____ Selected text

Major League Baseball
Stephen Strasburg officially retires after reportedly reaching settlement with Nationals
Major League Baseball

Stephen Strasburg officially retires after reportedly reaching settlement with Nationals

Updated Apr. 7, 2024 10:16 p.m. ET

Washington Nationals pitcher Stephen Strasburg announced his retirement Sunday, ending the 2019 World Series MVP's injury-filled career.

Since leading Washington to its only World Series title five years ago, the 35-year-old Strasburg pitched just 31 1/3 innings over eight starts.

"I realized after repeated attempts to return to pitching, injuries no longer allow me to perform at a major league level," Strasburg said in a statement. His retirement had been listed on Major League Baseball's transaction page Saturday.


General manager Mike Rizzo, who selected Strasburg with the No. 1 overall pick of the 2009 amateur draft, said the right-hander was on "the Mount Rushmore of the Nationals."

"When he was on the mound, he was as good as any pitcher in baseball — ever," Rizzo said Sunday before the Nationals played the Philadelphia Phillies. "Unfortunately for him and for us, it wasn't as we wanted it to be."

Strasburg was 113-62 with a 3.24 ERA over 13 seasons and made three All-Star appearances. He led the National League with 18 victories in 2019 and then delivered a dominant postseason, going 5-0 with a 1.98 ERA over six appearances. That included wins in Games 2 and 6 of the World Series in Houston.

________
____ Given records

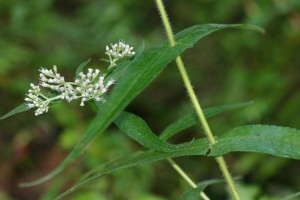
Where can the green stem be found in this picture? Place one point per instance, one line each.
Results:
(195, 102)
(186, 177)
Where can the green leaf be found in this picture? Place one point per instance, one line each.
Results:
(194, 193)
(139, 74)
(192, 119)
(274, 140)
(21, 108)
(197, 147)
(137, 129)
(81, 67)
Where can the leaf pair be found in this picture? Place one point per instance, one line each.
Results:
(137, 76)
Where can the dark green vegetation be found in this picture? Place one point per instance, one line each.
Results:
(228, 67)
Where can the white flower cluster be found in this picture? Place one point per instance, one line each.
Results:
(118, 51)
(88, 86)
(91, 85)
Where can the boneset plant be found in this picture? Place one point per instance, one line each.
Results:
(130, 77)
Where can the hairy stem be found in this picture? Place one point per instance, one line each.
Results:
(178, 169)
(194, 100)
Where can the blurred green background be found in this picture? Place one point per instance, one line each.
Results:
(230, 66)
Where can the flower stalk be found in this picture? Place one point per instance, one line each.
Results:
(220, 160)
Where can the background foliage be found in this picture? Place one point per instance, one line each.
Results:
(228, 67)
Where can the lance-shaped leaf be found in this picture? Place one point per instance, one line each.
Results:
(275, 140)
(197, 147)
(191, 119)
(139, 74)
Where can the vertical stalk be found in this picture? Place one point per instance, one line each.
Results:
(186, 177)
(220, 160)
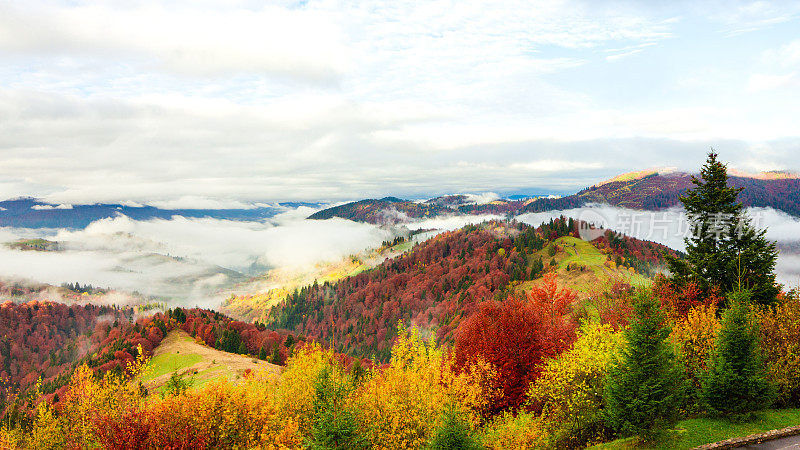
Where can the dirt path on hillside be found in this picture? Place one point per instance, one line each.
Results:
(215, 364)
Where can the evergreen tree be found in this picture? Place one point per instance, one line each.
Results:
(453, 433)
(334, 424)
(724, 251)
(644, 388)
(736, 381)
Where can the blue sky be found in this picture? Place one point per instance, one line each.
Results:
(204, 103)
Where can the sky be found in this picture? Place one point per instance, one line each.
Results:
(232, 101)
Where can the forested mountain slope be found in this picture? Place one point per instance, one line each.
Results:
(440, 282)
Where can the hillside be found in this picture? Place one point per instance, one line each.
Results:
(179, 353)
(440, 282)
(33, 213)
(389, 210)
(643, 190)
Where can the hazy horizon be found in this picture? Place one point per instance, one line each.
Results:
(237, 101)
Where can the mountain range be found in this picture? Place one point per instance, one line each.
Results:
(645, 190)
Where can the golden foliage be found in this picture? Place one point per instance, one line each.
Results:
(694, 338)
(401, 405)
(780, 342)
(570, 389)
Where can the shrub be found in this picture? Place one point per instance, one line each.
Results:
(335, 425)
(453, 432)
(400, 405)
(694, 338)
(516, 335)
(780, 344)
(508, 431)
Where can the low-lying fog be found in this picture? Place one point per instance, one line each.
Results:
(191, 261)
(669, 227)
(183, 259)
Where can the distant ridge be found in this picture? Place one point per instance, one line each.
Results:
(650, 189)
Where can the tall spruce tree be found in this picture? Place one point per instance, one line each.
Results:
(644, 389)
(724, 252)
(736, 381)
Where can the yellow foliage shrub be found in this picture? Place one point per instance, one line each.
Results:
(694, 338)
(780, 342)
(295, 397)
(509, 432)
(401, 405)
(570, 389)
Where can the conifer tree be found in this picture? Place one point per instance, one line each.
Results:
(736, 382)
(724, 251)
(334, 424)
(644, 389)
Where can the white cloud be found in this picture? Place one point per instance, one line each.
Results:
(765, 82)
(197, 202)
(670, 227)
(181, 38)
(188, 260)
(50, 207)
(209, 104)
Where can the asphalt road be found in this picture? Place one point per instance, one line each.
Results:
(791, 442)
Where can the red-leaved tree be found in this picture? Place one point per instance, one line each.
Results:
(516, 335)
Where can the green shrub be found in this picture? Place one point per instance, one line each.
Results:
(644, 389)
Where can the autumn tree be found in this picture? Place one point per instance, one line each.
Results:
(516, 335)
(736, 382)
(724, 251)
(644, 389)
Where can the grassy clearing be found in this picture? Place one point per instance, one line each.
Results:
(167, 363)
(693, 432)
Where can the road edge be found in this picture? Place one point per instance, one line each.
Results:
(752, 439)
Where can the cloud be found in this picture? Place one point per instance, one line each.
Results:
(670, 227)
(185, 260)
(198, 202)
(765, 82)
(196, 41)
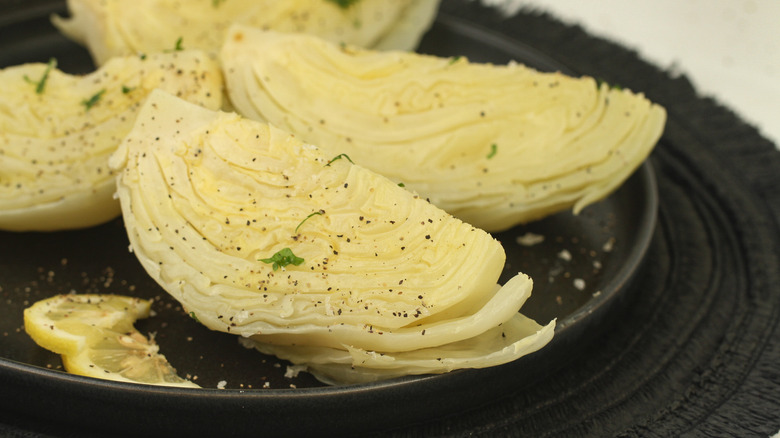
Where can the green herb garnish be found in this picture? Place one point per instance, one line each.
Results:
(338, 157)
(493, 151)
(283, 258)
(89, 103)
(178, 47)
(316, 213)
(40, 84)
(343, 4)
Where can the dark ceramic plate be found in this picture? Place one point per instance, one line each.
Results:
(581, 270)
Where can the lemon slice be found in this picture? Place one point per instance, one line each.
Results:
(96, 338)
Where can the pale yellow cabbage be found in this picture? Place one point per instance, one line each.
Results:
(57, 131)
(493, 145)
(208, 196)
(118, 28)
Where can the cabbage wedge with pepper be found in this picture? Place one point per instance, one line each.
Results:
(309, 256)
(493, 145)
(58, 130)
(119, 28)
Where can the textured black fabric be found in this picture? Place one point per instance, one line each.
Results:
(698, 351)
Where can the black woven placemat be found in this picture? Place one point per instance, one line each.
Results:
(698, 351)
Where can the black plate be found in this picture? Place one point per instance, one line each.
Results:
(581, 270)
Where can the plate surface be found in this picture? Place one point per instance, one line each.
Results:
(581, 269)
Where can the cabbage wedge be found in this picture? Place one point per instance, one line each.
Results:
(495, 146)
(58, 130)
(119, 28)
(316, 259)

________

▸ Parts of the exercise
**a.** Answer these questions from the article on Stephen Strasburg's retirement, one answer per line and marked the same way.
(i) How old is Strasburg?
(ii) With which pick, and in which draft, did Mike Rizzo select Strasburg?
(iii) How many All-Star appearances did Strasburg make?
**b.** Rewrite everything in the article on Stephen Strasburg's retirement from "Updated Apr. 7, 2024" down to "transaction page Saturday.", substituting "departure" for "retirement".
**c.** Continue the article on Stephen Strasburg's retirement from where it stops.
The saved entries are not needed for any of this work.

▸ Answers to the problems
**a.**
(i) 35
(ii) The No. 1 overall pick of the 2009 amateur draft
(iii) Three

**b.**
Updated Apr. 7, 2024 10:16 p.m. ET

Washington Nationals pitcher Stephen Strasburg announced his departure Sunday, ending the 2019 World Series MVP's injury-filled career.

Since leading Washington to its only World Series title five years ago, the 35-year-old Strasburg pitched just 31 1/3 innings over eight starts.

"I realized after repeated attempts to return to pitching, injuries no longer allow me to perform at a major league level," Strasburg said in a statement. His departure had been listed on Major League Baseball's transaction page Saturday.

**c.**
He signed a $245 million, seven-year contract in December 2019 but threw only 528 pitches over 31 1/3 innings in the majors after that, going 1-4 with a 6.89 ERA. He had surgery for thoracic outlet syndrome, a nerve and blood disorder that led to the removal of a rib and two neck muscles. He has reportedly continued to struggle with nerve pain over the following years.

Strasburg has not pitched since June 9, 2022, when he lasted 4 2/3 innings in his lone start of the season before going back on the injured list. He did not report for spring training in 2023 or 2024.

"You just feel for somebody like that who was such a good player for a long time," said Washington pitcher Patrick Corbin, who signed with the Nationals before the 2019 season in part to join a rotation that included Strasburg. "It's just unfortunate with the injuries and some setbacks. He tried everything to come back and be part of this team and things just didn't work out."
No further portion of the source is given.